Saved entries:
== Segment start ==

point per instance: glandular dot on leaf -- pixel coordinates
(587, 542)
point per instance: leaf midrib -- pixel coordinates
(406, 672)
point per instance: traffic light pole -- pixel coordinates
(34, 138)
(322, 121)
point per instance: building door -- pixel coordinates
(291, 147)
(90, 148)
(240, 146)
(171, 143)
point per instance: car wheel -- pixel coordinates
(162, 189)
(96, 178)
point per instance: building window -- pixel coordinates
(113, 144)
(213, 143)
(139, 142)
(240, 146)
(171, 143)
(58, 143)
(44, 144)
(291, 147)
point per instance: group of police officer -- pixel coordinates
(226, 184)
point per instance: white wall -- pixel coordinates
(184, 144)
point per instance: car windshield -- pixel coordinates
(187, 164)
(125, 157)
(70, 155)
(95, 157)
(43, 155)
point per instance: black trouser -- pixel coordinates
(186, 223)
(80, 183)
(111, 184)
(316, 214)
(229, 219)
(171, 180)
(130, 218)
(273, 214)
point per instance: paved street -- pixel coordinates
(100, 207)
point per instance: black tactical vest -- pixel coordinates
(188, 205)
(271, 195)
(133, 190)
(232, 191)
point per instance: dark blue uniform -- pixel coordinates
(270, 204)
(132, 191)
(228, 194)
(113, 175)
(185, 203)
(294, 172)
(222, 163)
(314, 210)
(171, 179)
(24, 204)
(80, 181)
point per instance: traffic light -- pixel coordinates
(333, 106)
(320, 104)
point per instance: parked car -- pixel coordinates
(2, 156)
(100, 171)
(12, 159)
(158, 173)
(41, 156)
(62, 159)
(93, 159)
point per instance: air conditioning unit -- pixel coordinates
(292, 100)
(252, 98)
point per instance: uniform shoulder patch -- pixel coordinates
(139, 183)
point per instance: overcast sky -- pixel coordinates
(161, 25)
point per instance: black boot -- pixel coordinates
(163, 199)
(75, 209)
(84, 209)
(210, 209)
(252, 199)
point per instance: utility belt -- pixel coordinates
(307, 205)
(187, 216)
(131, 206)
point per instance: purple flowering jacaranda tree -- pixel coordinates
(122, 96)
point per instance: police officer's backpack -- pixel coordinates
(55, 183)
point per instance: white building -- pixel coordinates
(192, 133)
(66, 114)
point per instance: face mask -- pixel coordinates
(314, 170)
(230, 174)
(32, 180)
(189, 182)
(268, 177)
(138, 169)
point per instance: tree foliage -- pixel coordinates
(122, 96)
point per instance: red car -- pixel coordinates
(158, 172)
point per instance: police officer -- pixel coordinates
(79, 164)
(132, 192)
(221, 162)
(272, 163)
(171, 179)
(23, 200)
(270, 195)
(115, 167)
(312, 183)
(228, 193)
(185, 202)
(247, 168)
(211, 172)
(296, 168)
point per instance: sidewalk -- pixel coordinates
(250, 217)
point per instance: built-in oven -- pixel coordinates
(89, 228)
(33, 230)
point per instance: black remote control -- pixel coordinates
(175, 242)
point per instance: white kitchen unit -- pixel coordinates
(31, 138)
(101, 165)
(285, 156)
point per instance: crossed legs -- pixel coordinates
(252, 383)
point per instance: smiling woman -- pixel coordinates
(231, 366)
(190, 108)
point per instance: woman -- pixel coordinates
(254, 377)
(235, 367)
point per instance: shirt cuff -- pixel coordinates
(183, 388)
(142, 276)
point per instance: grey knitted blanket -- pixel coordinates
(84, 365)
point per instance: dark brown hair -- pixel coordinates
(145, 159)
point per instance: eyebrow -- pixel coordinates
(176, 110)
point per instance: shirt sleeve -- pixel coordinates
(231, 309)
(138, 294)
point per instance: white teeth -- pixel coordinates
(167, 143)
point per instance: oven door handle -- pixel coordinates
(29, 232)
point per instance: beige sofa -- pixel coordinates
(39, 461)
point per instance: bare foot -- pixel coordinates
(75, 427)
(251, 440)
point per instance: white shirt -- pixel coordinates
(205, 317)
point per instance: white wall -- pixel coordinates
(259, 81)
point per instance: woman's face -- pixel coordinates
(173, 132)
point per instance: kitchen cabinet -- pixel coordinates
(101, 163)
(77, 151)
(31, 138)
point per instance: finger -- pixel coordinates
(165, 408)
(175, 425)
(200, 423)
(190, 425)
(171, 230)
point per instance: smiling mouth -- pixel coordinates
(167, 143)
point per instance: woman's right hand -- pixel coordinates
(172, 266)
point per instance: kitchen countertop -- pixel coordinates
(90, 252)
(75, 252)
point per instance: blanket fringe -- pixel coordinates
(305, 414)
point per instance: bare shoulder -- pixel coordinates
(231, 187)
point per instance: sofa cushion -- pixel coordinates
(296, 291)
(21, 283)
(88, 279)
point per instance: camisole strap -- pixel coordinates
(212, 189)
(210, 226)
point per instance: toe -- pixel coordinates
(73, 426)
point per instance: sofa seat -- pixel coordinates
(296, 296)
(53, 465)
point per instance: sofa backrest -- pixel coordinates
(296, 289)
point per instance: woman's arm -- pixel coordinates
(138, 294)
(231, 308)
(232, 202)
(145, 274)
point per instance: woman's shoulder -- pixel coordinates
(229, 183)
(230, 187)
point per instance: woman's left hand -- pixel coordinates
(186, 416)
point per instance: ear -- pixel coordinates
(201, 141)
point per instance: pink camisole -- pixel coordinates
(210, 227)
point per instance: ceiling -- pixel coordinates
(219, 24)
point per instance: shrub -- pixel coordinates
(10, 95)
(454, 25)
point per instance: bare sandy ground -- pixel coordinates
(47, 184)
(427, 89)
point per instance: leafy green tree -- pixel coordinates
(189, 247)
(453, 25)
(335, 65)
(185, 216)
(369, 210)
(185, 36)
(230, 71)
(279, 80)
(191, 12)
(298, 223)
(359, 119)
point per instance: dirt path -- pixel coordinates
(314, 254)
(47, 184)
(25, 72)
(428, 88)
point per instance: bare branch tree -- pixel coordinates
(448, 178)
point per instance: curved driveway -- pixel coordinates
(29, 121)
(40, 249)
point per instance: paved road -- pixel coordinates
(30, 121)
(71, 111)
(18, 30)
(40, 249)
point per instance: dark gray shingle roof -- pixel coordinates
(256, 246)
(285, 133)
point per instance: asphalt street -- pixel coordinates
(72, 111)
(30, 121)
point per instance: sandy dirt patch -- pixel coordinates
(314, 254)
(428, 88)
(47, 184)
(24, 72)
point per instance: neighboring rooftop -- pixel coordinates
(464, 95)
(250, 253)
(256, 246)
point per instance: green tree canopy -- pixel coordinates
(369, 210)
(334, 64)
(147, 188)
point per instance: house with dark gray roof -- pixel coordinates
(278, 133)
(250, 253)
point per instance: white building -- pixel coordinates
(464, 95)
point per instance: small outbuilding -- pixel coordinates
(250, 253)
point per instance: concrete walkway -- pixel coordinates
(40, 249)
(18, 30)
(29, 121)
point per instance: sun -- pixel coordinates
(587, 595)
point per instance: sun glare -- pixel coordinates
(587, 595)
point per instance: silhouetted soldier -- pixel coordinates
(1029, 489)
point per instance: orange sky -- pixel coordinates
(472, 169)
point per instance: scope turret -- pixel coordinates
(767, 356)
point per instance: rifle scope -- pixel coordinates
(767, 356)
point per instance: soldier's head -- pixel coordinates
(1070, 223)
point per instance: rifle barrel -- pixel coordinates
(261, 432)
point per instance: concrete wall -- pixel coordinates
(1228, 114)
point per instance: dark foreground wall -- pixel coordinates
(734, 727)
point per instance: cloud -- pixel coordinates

== Segment end ==

> _Task details_
All of the records are to be reproduced exactly as they were given.

> _Solution to the problem_
point per instance: glandular dot on leaf -- pixel coordinates
(587, 542)
point per instance: leaf midrib -- pixel coordinates
(406, 672)
point per instance: traffic light pole -- pixel coordinates
(34, 138)
(322, 121)
point per instance: building door -- pixel coordinates
(291, 147)
(90, 148)
(240, 146)
(171, 143)
point per instance: car wheel -- pixel coordinates
(162, 189)
(96, 178)
point per instance: building window -- pixel coordinates
(113, 144)
(213, 143)
(139, 142)
(240, 146)
(171, 143)
(58, 143)
(44, 144)
(291, 147)
point per instance: group of police officer -- pixel coordinates
(226, 184)
point per instance: white wall -- pixel coordinates
(184, 144)
point per instance: car windshield -- pixel coordinates
(187, 164)
(125, 157)
(70, 155)
(95, 157)
(43, 155)
point per instance: black trouser -- pixel coordinates
(186, 223)
(80, 183)
(111, 184)
(316, 214)
(229, 219)
(171, 180)
(130, 218)
(273, 214)
point per instance: paved street -- pixel coordinates
(100, 207)
point per instance: black tactical vest -- pixel coordinates
(188, 205)
(271, 195)
(133, 190)
(232, 191)
point per instance: dark blue uniform -- pixel coordinates
(270, 204)
(132, 191)
(228, 194)
(113, 175)
(185, 203)
(294, 172)
(222, 163)
(314, 210)
(171, 179)
(24, 204)
(80, 181)
point per instance: traffic light -- pixel coordinates
(333, 106)
(320, 104)
point per instance: parked car -- pixel coordinates
(2, 156)
(100, 171)
(12, 159)
(158, 173)
(41, 156)
(62, 159)
(93, 159)
point per instance: air conditioning unit -- pixel coordinates
(292, 100)
(252, 98)
point per instance: uniform shoulder patch -- pixel coordinates
(139, 183)
point per instance: overcast sky -- pixel coordinates
(161, 25)
point per instance: black boot -- pixel coordinates
(163, 199)
(75, 209)
(84, 209)
(210, 209)
(252, 199)
point per instance: utility belt -- pixel coordinates
(307, 205)
(187, 216)
(131, 206)
point per instance: purple flowering jacaranda tree -- pixel coordinates
(122, 96)
point per instance: police officer's backpack -- pixel coordinates
(55, 183)
point per instance: white building -- pixel coordinates
(192, 133)
(66, 114)
point per instance: face mask -- pixel coordinates
(314, 170)
(230, 174)
(32, 180)
(189, 182)
(268, 177)
(138, 169)
point per instance: tree foliage -- pixel coordinates
(122, 96)
point per instance: red car -- pixel coordinates
(158, 172)
point per instance: police officer -- pixel coordinates
(79, 164)
(132, 192)
(221, 162)
(272, 163)
(171, 179)
(23, 200)
(270, 195)
(115, 167)
(312, 183)
(228, 193)
(185, 202)
(247, 168)
(211, 172)
(296, 168)
point per instance: sidewalk -- pixel coordinates
(250, 217)
point per instance: built-in oven -- pixel coordinates
(89, 228)
(33, 230)
point per instance: black remote control -- pixel coordinates
(175, 242)
point per instance: white kitchen unit -- pixel coordinates
(31, 138)
(101, 165)
(285, 156)
point per instance: crossed legs -- pixel coordinates
(252, 383)
point per instance: smiling woman -- pixel coordinates
(231, 366)
(190, 108)
point per instance: woman -- pixel coordinates
(254, 377)
(235, 367)
point per instance: shirt cuff -- pixel coordinates
(183, 388)
(142, 276)
point per instance: grey knitted blanket -- pixel coordinates
(84, 365)
point per instance: dark brown hair -- pixel coordinates
(145, 159)
point per instance: eyebrow -- pixel coordinates
(176, 110)
point per instance: shirt sleeve -- pixel coordinates
(231, 309)
(138, 294)
point per instance: white teeth -- pixel coordinates
(167, 143)
point per instance: oven door handle -- pixel coordinates
(29, 232)
point per instance: beige sofa -- pixel coordinates
(39, 461)
point per instance: bare foot -- pixel coordinates
(75, 427)
(251, 440)
point per instance: white shirt -- pixel coordinates
(205, 317)
point per instance: white wall -- pixel coordinates
(259, 81)
point per instance: woman's face -- pixel coordinates
(173, 132)
point per instance: kitchen cabinet -- pixel coordinates
(101, 163)
(77, 151)
(31, 138)
point per instance: finger -- pixel coordinates
(165, 408)
(175, 425)
(200, 423)
(190, 425)
(171, 230)
point per instance: smiling mouth -- pixel coordinates
(167, 143)
point per instance: woman's right hand -- pixel coordinates
(172, 266)
point per instance: kitchen countertop -- pixel coordinates
(90, 252)
(75, 252)
point per instance: blanket fringe -- pixel coordinates
(305, 414)
point per instance: bare shoulder -- pixel coordinates
(231, 187)
point per instance: sofa cushion -- pixel coordinates
(296, 291)
(21, 283)
(88, 279)
point per instance: camisole strap -- pixel coordinates
(212, 189)
(210, 226)
point per instance: toe -- pixel coordinates
(73, 426)
point per instance: sofa seat -- pixel coordinates
(296, 296)
(53, 465)
point per instance: sofa backrest -- pixel coordinates
(296, 289)
point per instance: woman's arm -- pixel coordinates
(138, 294)
(231, 308)
(232, 202)
(145, 274)
point per instance: woman's shoulder -- pixel coordinates
(229, 183)
(230, 187)
point per instance: woman's left hand -- pixel coordinates
(186, 416)
point per instance: ear -- pixel coordinates
(201, 141)
point per instance: pink camisole -- pixel coordinates
(210, 227)
point per instance: ceiling -- pixel coordinates
(219, 24)
point per instance: shrub -- pixel coordinates
(10, 95)
(454, 25)
point per instance: bare sandy ground -- pixel coordinates
(47, 184)
(427, 89)
point per instance: leafy green tree -- pixel coordinates
(189, 247)
(453, 25)
(335, 65)
(185, 216)
(369, 210)
(185, 36)
(230, 71)
(279, 80)
(191, 12)
(298, 223)
(359, 119)
point per instance: dirt path -- pixel coordinates
(314, 254)
(47, 184)
(25, 72)
(428, 88)
point per instance: bare branch tree -- pixel coordinates
(448, 178)
point per instance: curved driveway -- pixel coordinates
(29, 121)
(40, 249)
point per instance: paved road -- pixel coordinates
(30, 121)
(71, 111)
(18, 30)
(40, 249)
point per instance: dark gray shingle roof -- pixel coordinates
(256, 246)
(285, 133)
point per instance: asphalt street -- pixel coordinates
(72, 111)
(30, 121)
point per instance: sandy dirt patch -- pixel coordinates
(314, 254)
(428, 88)
(47, 184)
(24, 72)
point per instance: neighboring rooftop -- pixel coordinates
(464, 95)
(250, 253)
(256, 246)
point per instance: green tree canopy -- pixel coordinates
(369, 210)
(334, 64)
(147, 188)
point per instance: house with dark gray roof -- pixel coordinates
(278, 133)
(250, 253)
point per instance: white building -- pixel coordinates
(464, 95)
point per instance: small outbuilding -- pixel coordinates
(250, 253)
point per instance: concrete walkway -- pixel coordinates
(40, 249)
(18, 30)
(29, 121)
point per instance: sun -- pixel coordinates
(587, 595)
point per instance: sun glare -- pixel coordinates
(587, 595)
point per instance: silhouetted soldier -- pixel coordinates
(1029, 489)
point per instance: orange sky -- pixel coordinates
(472, 169)
point per instance: scope turret -- pixel coordinates
(767, 356)
point per instance: rifle scope -- pixel coordinates
(767, 356)
point per instance: soldier's head -- pixel coordinates
(1070, 223)
point per instance: rifle barrel -- pixel coordinates
(261, 432)
point per instance: concrete wall -- pixel coordinates
(1228, 114)
point per instance: dark foreground wall -- pixel coordinates
(734, 727)
point per instance: cloud -- pixel coordinates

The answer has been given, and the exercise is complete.